Entries supplied:

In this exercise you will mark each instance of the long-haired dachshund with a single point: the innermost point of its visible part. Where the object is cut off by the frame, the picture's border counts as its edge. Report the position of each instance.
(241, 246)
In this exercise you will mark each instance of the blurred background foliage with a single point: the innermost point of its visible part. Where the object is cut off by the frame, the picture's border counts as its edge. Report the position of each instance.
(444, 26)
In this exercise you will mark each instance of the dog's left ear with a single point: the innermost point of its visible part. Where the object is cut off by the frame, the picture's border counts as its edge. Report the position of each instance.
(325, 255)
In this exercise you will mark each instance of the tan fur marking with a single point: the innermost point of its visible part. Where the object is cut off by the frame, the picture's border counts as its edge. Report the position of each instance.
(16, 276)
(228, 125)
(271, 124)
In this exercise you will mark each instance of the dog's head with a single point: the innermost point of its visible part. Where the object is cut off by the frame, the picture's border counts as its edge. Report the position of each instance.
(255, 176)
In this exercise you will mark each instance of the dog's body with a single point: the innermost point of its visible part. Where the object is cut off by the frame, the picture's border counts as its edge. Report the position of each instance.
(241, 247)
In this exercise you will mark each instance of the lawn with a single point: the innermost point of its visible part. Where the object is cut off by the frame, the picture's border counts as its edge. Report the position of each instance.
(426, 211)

What to work on: Copy every one of the lines above verbatim, from the first through the last, without altering anything.

Output of the task:
In this exercise you will mark each instance of the long-haired dachshund with a single point: the innermost point of its visible part. Where the object is cut off by the frame, the picture's border counts as its edge. Report the position of each instance.
(241, 246)
In this exercise you will mark each instance of the blurred background foliage with a single point: the innermost point of its visible part. Where the object is cut off by the frame, the picture's border counts as its edge. Report the position of each instance.
(444, 26)
In this exercise you will mark each instance of the dog's left ear with a single point: the innermost point of its visible part. Where the object is cut off by the frame, the picture's border counts as its edge. Report the position of each instance.
(325, 255)
In this exercise you will mark each instance of the tan fur marking with a single point: the innermost point of its visible part. Where the object is cut off by the frame, the picture's border counts as its edge. Report the position of each instance.
(16, 276)
(228, 125)
(271, 124)
In this exercise you will mark each instance of the dog's head with a single point: the innermost point of its visible part. Where the object is cut off by the frame, the picture's border counts as its edge. Report the position of each instance.
(255, 176)
In this exercise you will mark each instance of the dog's body with a single point: the innermost point of its visible part. Where the object is cut off by the frame, the picture's border counts as its edge. Report the position of each instance.
(241, 247)
In this exercise you will mark each instance of the lawn with a single point: the innermost point of its visible part. Where the object is cut off by the frame, the picture's border counts as its edge. Report the position of each instance.
(426, 211)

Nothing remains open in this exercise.